» Stored items from a collection
§ §
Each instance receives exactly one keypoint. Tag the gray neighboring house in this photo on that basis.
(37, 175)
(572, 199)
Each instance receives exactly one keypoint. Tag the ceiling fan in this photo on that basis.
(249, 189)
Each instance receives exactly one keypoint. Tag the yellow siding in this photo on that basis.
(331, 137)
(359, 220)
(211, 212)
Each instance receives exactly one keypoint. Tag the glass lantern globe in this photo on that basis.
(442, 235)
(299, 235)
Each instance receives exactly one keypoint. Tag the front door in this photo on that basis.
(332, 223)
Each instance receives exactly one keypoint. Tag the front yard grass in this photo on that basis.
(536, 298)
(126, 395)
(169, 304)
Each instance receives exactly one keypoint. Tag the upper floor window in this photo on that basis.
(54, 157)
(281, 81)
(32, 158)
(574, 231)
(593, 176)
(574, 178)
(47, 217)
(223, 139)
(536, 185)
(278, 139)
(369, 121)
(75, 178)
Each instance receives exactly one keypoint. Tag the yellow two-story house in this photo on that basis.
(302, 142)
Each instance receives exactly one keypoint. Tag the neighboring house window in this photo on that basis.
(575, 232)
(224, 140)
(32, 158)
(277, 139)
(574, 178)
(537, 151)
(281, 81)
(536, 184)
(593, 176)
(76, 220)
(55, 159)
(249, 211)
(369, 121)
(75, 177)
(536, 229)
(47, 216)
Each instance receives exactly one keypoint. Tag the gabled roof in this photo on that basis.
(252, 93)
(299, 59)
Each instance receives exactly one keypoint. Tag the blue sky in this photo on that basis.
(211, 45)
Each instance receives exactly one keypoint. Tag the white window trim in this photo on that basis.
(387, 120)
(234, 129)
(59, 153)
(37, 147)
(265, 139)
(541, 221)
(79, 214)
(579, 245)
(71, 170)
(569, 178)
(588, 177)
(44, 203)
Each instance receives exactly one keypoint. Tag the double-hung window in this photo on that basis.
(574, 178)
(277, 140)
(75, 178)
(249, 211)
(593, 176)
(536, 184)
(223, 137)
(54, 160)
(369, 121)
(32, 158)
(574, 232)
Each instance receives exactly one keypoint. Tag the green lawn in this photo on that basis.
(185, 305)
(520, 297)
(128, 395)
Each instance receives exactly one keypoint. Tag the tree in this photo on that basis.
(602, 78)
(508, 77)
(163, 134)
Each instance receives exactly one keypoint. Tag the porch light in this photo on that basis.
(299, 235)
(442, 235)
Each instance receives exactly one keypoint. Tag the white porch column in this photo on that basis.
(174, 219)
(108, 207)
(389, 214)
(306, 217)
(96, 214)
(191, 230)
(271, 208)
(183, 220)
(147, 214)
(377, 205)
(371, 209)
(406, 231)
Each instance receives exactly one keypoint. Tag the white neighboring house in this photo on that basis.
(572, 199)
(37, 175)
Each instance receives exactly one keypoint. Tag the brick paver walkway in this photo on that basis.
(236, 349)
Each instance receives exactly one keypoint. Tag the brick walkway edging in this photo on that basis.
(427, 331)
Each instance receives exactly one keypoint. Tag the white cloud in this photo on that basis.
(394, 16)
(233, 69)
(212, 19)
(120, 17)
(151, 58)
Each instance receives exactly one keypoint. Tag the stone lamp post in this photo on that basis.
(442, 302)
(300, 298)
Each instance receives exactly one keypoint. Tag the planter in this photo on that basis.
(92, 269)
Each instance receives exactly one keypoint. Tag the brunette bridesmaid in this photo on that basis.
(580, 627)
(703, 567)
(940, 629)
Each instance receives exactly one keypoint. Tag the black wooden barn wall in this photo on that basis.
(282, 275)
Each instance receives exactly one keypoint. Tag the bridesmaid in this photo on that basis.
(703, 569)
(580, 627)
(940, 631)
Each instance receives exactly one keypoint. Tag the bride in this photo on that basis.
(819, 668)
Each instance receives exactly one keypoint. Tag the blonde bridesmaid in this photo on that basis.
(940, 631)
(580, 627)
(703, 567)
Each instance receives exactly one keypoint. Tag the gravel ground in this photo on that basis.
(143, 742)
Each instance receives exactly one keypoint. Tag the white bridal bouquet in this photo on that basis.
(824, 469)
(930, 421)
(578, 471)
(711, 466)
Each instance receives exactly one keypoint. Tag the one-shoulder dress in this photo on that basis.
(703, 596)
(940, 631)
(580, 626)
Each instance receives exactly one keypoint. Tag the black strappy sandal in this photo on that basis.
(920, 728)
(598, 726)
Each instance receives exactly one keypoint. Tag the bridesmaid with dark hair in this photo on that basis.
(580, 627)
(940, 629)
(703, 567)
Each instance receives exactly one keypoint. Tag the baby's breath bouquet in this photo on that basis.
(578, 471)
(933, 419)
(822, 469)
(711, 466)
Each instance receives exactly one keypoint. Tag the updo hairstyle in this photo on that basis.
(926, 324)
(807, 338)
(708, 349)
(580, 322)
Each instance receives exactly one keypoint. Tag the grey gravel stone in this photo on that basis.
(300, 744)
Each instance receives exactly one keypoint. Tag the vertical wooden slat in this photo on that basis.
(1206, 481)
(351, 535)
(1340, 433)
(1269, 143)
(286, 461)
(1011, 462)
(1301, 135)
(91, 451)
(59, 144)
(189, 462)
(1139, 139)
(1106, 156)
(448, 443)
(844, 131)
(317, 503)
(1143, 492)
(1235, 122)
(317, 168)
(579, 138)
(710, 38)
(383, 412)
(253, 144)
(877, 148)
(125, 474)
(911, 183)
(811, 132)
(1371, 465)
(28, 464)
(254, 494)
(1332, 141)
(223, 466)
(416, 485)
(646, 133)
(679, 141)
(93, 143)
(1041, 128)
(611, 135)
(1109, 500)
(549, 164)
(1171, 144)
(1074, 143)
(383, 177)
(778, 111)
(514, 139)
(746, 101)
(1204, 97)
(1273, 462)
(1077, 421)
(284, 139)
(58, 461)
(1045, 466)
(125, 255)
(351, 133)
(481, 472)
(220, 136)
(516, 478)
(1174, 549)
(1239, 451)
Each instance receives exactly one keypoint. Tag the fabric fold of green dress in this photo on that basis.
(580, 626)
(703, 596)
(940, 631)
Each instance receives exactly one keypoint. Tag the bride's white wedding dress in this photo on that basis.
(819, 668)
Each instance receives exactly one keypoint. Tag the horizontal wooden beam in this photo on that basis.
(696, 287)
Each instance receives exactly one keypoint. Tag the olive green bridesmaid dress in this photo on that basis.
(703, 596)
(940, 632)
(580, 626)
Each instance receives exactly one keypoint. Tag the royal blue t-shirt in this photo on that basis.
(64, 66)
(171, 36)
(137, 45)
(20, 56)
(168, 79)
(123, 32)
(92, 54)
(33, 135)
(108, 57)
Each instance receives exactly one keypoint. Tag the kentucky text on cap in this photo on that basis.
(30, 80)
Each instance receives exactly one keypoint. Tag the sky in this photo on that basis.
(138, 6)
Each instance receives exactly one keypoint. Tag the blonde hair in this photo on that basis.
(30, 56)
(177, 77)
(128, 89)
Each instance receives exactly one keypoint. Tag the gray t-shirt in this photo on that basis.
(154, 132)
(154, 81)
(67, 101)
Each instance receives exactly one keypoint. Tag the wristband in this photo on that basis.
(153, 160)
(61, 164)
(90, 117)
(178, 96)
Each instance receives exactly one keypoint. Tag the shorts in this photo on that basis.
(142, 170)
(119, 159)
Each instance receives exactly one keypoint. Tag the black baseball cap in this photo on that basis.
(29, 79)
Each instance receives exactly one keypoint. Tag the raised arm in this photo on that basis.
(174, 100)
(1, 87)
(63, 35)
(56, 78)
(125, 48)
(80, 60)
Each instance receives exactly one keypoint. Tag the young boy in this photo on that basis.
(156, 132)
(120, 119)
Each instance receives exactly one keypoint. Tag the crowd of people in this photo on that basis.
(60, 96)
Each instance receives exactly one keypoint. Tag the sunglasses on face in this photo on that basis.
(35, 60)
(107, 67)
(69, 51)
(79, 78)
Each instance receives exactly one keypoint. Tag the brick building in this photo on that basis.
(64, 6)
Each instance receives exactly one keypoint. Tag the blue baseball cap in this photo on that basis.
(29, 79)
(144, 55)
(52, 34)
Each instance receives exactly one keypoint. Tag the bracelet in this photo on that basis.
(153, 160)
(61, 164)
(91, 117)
§ §
Please output exactly the lines from the one containing "Each instance receives exactly one keypoint. Tag the young" through the end of the records, both included.

» Answer to this exercise
Each instance receives exactly one keypoint. Tag the young boy in this photo on that basis.
(156, 132)
(120, 119)
Each instance receives exactly one keypoint. Tag the crowd of people in this photo on that basis.
(60, 96)
Each instance receives exactly one keypoint. Tag the sunglasses on face in this photo on that basis.
(35, 60)
(107, 67)
(69, 51)
(79, 78)
Each instance receives exactly one keypoint. Tag the brick building in this photo on that basis.
(64, 6)
Each instance receives exactly one keypoint. Tag the blue baseball cap in this photo on that basis.
(29, 79)
(144, 55)
(52, 34)
Each instance receives exactly one keypoint. Tag the bracelet in this photo on that basis.
(153, 160)
(61, 164)
(91, 117)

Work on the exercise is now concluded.